> [Available data]:
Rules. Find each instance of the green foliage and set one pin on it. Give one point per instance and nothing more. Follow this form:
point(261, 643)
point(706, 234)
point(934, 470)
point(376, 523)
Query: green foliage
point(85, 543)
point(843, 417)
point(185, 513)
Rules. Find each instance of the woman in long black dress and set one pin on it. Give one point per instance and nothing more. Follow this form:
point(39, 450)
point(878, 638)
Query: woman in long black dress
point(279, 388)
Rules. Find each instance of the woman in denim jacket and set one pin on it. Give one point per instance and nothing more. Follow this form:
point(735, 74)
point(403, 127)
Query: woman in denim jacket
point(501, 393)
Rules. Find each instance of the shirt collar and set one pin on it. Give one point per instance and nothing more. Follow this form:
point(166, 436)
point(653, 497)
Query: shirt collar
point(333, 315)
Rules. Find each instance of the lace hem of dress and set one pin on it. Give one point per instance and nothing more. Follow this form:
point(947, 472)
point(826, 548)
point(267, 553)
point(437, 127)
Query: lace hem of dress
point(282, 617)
...
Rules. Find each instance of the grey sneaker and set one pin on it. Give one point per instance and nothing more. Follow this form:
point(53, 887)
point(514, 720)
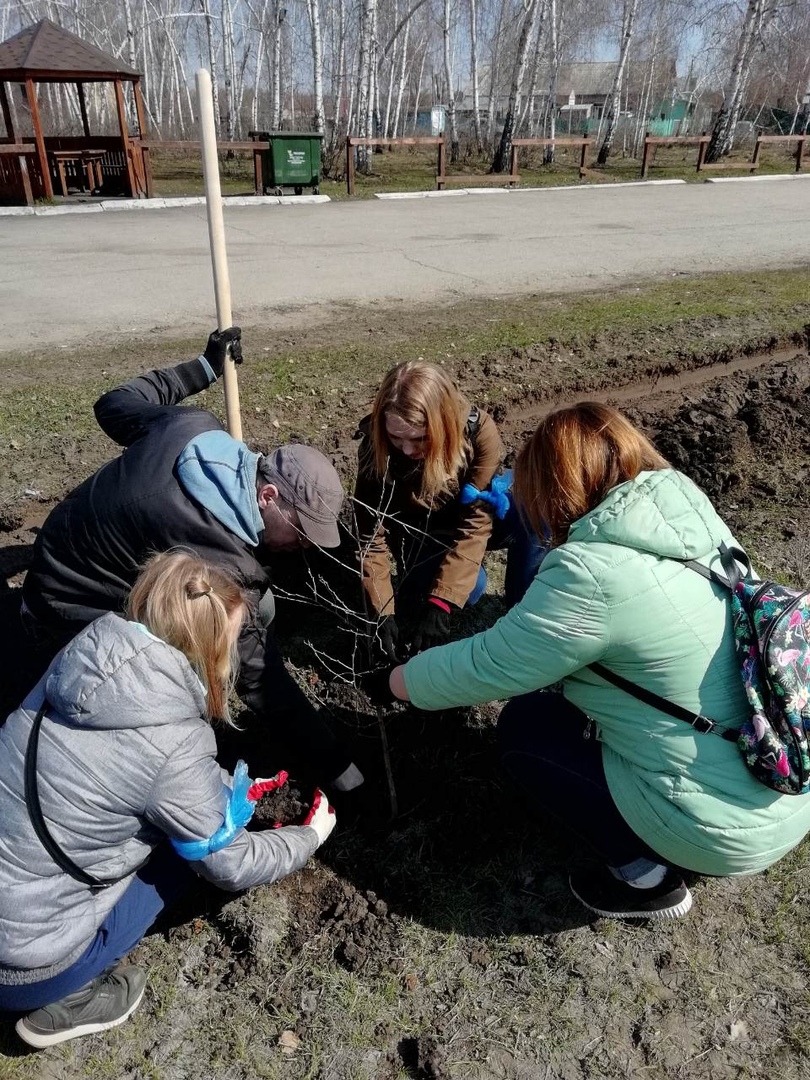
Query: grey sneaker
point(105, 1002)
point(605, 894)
---
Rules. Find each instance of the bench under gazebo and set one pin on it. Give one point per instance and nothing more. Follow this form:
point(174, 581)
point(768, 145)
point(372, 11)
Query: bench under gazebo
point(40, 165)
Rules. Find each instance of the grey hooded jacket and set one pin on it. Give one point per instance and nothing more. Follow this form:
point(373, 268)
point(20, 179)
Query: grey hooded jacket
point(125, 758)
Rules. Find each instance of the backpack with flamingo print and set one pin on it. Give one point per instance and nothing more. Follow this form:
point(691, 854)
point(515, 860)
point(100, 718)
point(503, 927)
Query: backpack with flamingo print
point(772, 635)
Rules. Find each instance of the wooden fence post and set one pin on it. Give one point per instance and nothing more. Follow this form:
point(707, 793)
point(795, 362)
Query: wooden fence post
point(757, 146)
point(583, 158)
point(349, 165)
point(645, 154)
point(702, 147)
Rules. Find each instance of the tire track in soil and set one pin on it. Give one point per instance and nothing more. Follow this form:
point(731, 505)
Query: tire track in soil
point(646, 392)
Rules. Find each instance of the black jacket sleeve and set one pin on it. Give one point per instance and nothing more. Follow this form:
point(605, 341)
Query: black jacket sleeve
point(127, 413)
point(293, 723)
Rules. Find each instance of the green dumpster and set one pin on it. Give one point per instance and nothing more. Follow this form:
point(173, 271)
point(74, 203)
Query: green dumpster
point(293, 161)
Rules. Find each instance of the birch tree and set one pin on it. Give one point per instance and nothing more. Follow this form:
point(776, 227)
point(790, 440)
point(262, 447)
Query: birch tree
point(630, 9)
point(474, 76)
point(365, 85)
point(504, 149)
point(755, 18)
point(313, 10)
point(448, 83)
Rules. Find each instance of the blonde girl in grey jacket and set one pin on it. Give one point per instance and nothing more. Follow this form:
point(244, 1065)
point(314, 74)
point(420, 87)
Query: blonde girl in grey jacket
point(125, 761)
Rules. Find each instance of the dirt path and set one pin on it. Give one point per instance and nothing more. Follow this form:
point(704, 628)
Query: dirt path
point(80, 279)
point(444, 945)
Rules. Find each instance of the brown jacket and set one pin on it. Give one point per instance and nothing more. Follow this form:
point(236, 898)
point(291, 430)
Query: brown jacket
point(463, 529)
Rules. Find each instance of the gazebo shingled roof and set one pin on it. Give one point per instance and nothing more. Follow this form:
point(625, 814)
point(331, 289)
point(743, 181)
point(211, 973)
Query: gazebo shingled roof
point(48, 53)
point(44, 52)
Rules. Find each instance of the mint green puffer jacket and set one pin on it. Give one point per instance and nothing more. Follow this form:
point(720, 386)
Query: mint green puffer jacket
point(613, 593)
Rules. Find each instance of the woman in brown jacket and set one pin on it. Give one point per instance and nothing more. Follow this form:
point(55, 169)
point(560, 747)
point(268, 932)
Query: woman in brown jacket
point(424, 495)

> [Work required]: Your task for the entries above: copy exactly the span starting with the line with "point(403, 127)" and going on through the line with "point(437, 127)", both lines included, and nothing else.

> [Output of the task]:
point(403, 127)
Query: woman in denim jacket
point(501, 393)
Rules. Find each instance of the shirt collar and set one pin on it. Give one point per instance and nothing more. Follow this form:
point(166, 436)
point(653, 497)
Query: shirt collar
point(333, 315)
Rules. Find each instance of the lace hem of dress and set one pin on it. Give one point per instance and nothing more. Follow this form:
point(947, 472)
point(826, 548)
point(267, 553)
point(437, 127)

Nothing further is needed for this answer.